# Aim
Please echo the part of the Emilia Wickstead text that runs from "Wickstead was born" down to "York and Milan.", copying it word for word.

Emilia Wickstead (born June 1983) is a New Zealand-born fashion designer based in London, England. In 2014 she won the Red Carpet Designer of the Year Award at the Elle Style Awards, and her clients include Samantha Cameron, and the Princess of Wales.

Early life 

Wickstead was born in June 1983, in Auckland, New Zealand to Angela Wickstead, a designer with a boutique in Parnell. At the age of 14 she and her mother moved to Milan, Italy. Wickstead studied fashion design and marketing at Central Saint Martins art school in London and interned in New York at Giorgio Armani and Vogue magazine.

Career 
At the age of 24, Wickstead's boyfriend gave her £5,000 to start her business. She created a small collection of clothes and held showings for family and friends in her living room, taking orders for made-to-measure items. Her work was featured in Tatler and UK Vogue magazines, and she was able to expand, opening a store in Belgravia, and employing a team of seamstresses. She had her first showing at London Fashion Week in 2012, and holds shows and consultations in New Zealand, New York and Milan.

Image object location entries
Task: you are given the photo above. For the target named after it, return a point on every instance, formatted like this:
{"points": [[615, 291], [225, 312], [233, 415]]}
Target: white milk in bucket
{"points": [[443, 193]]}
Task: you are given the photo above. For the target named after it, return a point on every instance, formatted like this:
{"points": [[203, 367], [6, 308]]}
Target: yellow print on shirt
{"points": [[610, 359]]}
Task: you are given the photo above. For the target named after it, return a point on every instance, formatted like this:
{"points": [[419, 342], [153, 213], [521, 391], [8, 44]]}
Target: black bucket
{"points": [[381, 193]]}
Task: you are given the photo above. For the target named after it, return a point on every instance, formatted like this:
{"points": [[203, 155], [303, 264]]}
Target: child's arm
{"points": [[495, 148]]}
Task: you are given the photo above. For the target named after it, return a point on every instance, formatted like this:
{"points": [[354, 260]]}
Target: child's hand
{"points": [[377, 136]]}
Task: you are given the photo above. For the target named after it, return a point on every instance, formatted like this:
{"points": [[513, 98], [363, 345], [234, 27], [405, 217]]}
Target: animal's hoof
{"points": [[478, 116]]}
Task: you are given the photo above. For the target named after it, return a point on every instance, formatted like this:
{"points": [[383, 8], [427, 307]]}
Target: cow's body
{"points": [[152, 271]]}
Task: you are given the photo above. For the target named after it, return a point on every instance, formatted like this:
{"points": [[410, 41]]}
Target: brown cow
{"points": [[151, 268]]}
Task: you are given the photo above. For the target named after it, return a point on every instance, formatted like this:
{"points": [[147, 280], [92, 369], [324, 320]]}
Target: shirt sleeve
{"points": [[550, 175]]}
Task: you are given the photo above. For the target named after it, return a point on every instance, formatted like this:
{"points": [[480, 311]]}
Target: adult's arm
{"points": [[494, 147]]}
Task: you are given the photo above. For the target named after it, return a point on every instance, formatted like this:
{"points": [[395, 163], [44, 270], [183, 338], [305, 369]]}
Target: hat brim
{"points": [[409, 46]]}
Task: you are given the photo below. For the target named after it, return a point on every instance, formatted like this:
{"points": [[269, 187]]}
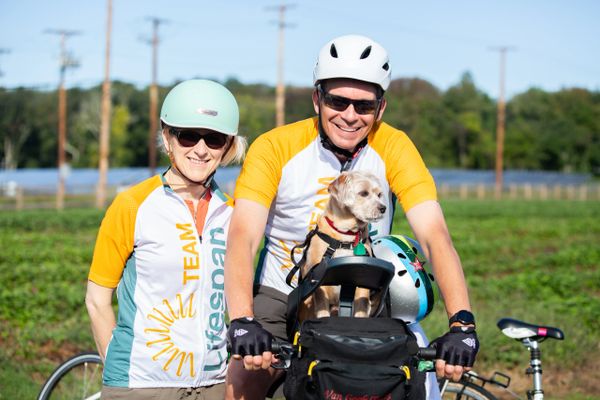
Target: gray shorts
{"points": [[270, 307]]}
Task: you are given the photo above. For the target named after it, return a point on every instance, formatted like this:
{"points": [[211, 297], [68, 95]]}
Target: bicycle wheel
{"points": [[464, 391], [80, 377]]}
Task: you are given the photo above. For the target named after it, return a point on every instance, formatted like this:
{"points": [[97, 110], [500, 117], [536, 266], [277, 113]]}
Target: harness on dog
{"points": [[316, 273]]}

# Solution to this problem
Wickstead was born in June 1983, in Auckland, New Zealand to Angela Wickstead, a designer with a boutique in Parnell. At the age of 14 she and her mother moved to Milan, Italy. Wickstead studied fashion design and marketing at Central Saint Martins art school in London and interned in New York at Giorgio Armani and Vogue magazine.

Career 
At the age of 24, Wickstead's boyfriend gave her £5,000 to start her business. She created a small collection of clothes and held showings for family and friends in her living room, taking orders for made-to-measure items. Her work was featured in Tatler and UK Vogue magazines, and she was able to expand, opening a store in Belgravia, and employing a team of seamstresses. She had her first showing at London Fashion Week in 2012, and holds shows and consultations in New Zealand, New York and Milan.